#### AUFGABENSTELLUNGEN
• 1. Beantworte zum Text über die Tabaklobby diese Fragen:
(a) Wer wird Geschäftsführerin des neuen Verbands?
(b) In welchem Jahr hatte sich der vdc aufgelöst?
(c) Welche Firma bestätigte die Personalie auf Nachfrage?
• 2. Schreib den Abschnitt des Textes über die Tabaklobby zwischen "Werbeverbote etwa findet" und "sitzen zu bleiben." einschließlich noch einmal ab und tausche dabei "Abwicklungskosten" gegen "Auflösungskosten" aus.

Bild: Die Wege der Tabaklobby sind durchschaubar.
Die deutsche Tabaklobby hat bisher nicht gerade ein vorteilhaftes Image.
Die Damen und Herren verkaufen immerhin ein tödliches Produkt. Nun soll das
anders werden und dazu hat die Industrie sich ein freundliches Gesicht
engagiert: das von Marianne Tritz, ehemals grüne Bundestagsabgeordnete und
bis vor kurzem Mitarbeiterin von Fraktionschef Fritz Kuhn.
Die Personalie ist bemerkenswert. Denn im Kampf um Rauchverbote waren die
Grünen auf Landes- und Bundesebene die entschlossensten
Nichtraucherschützer. Politikerinnen wie Bärbel Höhn oder Ulrike Höfken
machten der Tabakindustrie das Leben schwer. Wenn Union und SPD zu moderate
Regeln planten, missbilligten die Grünen regelmäßig ein "Einknicken vor der
Tabaklobby". Die Konzerne müssen es sich gemerkt haben: Ausgerechnet eine
aus dieser Partei soll nun die Interessen der gebeutelten Branche
durchsetzen.
Am Freitag wollen die Unternehmen ihren neuen Verband in Berlin
präsentieren. Tritz wird Geschäftsführerin sein, wie die Firma Reemtsma auf
Nachfrage bestätigte. Für die Lobby soll dieser Freitag ein Comeback
werden. Der vdc hatte sich 2007 aufgelöst. Grund war ein Streit des
Marktführers Philip Morris mit den anderen Unternehmen. Der
Marlboro-Hersteller liegt so weit vorn, dass er andere Interessen hat.
Werbeverbote etwa findet er nicht so schlimm, da sie seine Vormachtstellung
festigen. Als Philip Morris ausstieg, lösten die anderen den Verband auf,
um nicht alleine auf den Abwicklungskosten sitzen zu bleiben.

#### BEREITGESTELLTE DATEN
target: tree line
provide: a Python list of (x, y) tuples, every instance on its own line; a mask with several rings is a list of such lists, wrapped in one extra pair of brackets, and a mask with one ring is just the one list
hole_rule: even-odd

#### LÖSUNGEN JE AUFGABE
• 1.
(a) Marianne Tritz
(b) 2007
(c) Reemtsma

• 2.
Werbeverbote etwa findet er nicht so schlimm, da sie seine Vormachtstellung
festigen. Als Philip Morris ausstieg, lösten die anderen den Verband auf,
um nicht alleine auf den Auflösungskosten sitzen zu bleiben.